◆ DIE AUFGABEN ◆
a - Beantworte anhand des Textauszugs diese Fragen:
(i) In welchem Monat bekommt Bieroholiker nach eigener Angabe seinen Schein?
(ii) Was muss man dem Kollegen laut oneeyejoe mitgeben?
(iii) In wie vielen Minuten lässt sich eine Kopie laut Taxidermist mit dem einfachsten Drucker fälschen?
b - Übernimm aus dem Textauszug wortgetreu die Stelle, die mit „Dafür ist sowas“ beginnt und sich bis „erst im Juni?“ fortsetzt.

# Tageskarte kaufen lassen?



## Bieroholiker (25. April 2013)

hallo! 
kurze frage.
also. Darf ein Kollege der auch einen Schein hat eine Tageskarte für mich mit kaufen? weil ja morgens früh die Läden noch nicht auf haben?


----------



## oneeyejoe (25. April 2013)

*AW: Tageskarte kaufen lassen?*

Ich hab das schon öfters gemacht, du musst ihm nur deinen Schein mitgeben. Hat bei uns immer ohne Probleme geklappt.


----------



## Bieroholiker (25. April 2013)

*AW: Tageskarte kaufen lassen?*

da fängt es schon an zu hapern. langt auch ne kopie?
ich frag weil ich den schein erst im juni bekomme und nicht weis ob die tageskarten nur auf den einen schein gelten.


----------



## oneeyejoe (25. April 2013)

*AW: Tageskarte kaufen lassen?*

Mit einer Kopie habe ich es noch nie probiert. Ich glaube nicht das das geht. Aber warum probierst du es nicht einfach mal aus. Mehr wie schief gehen kann es ja nicht.


----------



## Taxidermist (25. April 2013)

*AW: Tageskarte kaufen lassen?*



> da fängt es schon an zu hapern. langt auch ne kopie?


Also ich kenne keine Kartenausgabestelle wo du mit einer Kopie einen Schein kriegen würdest!
Dafür ist sowas zu leicht zu manipulieren(fälschen),dass geht in drei Minuten mit dem einfachsten Drucker!
Warum bekommst du denn deinen Fischereischein erst im Juni?

Jürgen


----------



## Colophonius (25. April 2013)

*AW: Tageskarte kaufen lassen?*

Im Prinzip kannst du dich einfach vertreten lassen und der Kollege kann in deinem Namen für dich einen Schein kaufen.

◆ BEREITGESTELLTE DATENSÄTZE ◆
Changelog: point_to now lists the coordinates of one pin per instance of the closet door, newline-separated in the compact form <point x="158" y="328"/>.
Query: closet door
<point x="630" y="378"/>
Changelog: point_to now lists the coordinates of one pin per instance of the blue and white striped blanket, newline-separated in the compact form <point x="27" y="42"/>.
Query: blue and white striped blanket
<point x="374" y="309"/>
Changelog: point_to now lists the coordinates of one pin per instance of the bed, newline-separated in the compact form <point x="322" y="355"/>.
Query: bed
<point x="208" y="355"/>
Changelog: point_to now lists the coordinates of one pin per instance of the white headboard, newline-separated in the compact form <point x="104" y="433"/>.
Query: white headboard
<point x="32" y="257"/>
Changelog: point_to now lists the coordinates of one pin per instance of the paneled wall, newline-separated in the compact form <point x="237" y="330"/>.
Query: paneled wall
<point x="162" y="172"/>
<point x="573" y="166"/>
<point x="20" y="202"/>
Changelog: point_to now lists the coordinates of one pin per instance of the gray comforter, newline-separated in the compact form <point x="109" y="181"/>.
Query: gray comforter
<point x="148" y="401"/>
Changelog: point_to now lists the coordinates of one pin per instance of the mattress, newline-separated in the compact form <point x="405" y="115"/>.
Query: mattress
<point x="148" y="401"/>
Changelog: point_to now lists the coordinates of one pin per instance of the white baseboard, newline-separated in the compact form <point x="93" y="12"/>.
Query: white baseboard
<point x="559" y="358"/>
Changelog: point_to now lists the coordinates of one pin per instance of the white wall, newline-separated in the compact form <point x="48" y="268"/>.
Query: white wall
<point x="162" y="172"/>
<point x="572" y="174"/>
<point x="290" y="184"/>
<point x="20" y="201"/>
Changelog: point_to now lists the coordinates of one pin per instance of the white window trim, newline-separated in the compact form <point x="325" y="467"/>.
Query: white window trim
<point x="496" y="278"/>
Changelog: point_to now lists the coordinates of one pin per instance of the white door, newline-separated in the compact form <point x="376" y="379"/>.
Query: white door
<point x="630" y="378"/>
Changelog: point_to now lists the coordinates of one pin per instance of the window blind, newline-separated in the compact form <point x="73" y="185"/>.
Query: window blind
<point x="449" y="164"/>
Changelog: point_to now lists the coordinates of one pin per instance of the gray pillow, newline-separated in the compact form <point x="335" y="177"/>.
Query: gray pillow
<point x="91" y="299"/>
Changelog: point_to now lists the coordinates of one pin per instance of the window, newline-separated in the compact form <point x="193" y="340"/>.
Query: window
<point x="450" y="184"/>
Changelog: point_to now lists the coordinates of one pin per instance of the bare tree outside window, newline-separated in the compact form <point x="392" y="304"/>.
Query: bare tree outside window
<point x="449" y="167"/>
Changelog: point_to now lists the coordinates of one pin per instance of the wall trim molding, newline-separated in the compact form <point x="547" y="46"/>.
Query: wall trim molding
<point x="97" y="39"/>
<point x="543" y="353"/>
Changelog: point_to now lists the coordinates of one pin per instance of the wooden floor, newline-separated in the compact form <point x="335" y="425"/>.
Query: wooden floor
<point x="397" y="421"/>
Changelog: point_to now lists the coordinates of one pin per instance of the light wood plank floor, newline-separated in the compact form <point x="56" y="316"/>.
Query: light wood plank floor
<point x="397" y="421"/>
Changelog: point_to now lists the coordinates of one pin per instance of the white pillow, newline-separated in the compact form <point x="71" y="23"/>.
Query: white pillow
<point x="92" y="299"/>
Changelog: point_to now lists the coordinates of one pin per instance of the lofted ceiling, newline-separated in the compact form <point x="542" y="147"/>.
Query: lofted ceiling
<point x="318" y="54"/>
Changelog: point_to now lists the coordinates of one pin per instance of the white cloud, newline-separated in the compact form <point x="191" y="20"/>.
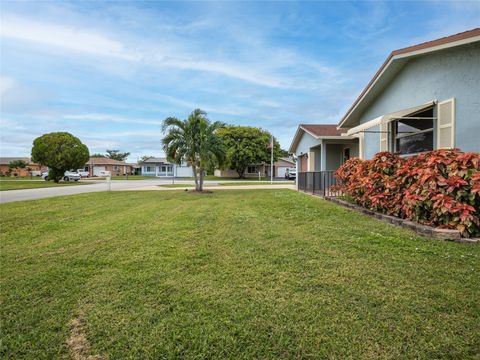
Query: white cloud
<point x="111" y="118"/>
<point x="175" y="54"/>
<point x="66" y="37"/>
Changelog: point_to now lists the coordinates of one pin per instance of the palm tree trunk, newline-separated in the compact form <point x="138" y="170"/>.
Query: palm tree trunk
<point x="195" y="175"/>
<point x="201" y="179"/>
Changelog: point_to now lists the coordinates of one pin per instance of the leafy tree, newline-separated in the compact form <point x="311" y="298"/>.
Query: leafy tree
<point x="247" y="145"/>
<point x="194" y="140"/>
<point x="16" y="164"/>
<point x="60" y="151"/>
<point x="117" y="155"/>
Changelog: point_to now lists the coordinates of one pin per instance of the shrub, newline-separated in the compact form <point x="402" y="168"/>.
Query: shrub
<point x="438" y="188"/>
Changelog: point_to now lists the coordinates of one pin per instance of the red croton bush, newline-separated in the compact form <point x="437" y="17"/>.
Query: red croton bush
<point x="439" y="188"/>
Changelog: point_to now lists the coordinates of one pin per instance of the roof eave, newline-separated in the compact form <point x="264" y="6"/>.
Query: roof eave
<point x="397" y="55"/>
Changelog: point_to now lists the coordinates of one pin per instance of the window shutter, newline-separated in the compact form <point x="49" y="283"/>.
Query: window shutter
<point x="383" y="136"/>
<point x="446" y="124"/>
<point x="361" y="145"/>
<point x="311" y="161"/>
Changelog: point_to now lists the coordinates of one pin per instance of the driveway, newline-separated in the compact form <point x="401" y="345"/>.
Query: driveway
<point x="116" y="185"/>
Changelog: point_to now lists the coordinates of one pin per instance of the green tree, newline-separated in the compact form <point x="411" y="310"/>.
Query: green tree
<point x="246" y="146"/>
<point x="194" y="140"/>
<point x="60" y="151"/>
<point x="117" y="155"/>
<point x="16" y="164"/>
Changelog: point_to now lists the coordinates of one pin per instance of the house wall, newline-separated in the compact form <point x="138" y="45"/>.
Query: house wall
<point x="183" y="171"/>
<point x="22" y="172"/>
<point x="333" y="156"/>
<point x="452" y="73"/>
<point x="122" y="169"/>
<point x="306" y="142"/>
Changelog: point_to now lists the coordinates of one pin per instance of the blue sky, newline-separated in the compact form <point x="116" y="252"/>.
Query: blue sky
<point x="110" y="72"/>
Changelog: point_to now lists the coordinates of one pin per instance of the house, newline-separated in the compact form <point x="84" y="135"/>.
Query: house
<point x="96" y="165"/>
<point x="32" y="169"/>
<point x="154" y="166"/>
<point x="321" y="147"/>
<point x="279" y="168"/>
<point x="423" y="97"/>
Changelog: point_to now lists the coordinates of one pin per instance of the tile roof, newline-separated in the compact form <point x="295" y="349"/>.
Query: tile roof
<point x="105" y="161"/>
<point x="154" y="160"/>
<point x="410" y="49"/>
<point x="8" y="160"/>
<point x="322" y="130"/>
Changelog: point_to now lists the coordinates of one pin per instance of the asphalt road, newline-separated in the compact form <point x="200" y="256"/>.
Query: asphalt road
<point x="95" y="186"/>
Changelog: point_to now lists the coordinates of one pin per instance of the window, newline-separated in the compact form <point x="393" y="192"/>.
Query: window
<point x="346" y="154"/>
<point x="414" y="133"/>
<point x="252" y="169"/>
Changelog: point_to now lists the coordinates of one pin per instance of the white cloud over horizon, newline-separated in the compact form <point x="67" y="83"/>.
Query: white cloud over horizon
<point x="111" y="72"/>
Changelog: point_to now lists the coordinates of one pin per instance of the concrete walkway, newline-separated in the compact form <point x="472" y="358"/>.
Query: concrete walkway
<point x="120" y="185"/>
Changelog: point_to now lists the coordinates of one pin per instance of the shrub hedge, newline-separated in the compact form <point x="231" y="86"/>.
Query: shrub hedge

◆ ANTWORTEN PRO AUFGABE ◆
a -
(i) Im Juni.
(ii) Den eigenen Schein.
(iii) In drei Minuten.

b -
Dafür ist sowas zu leicht zu manipulieren(fälschen),dass geht in drei Minuten mit dem einfachsten Drucker!
Warum bekommst du denn deinen Fischereischein erst im Juni?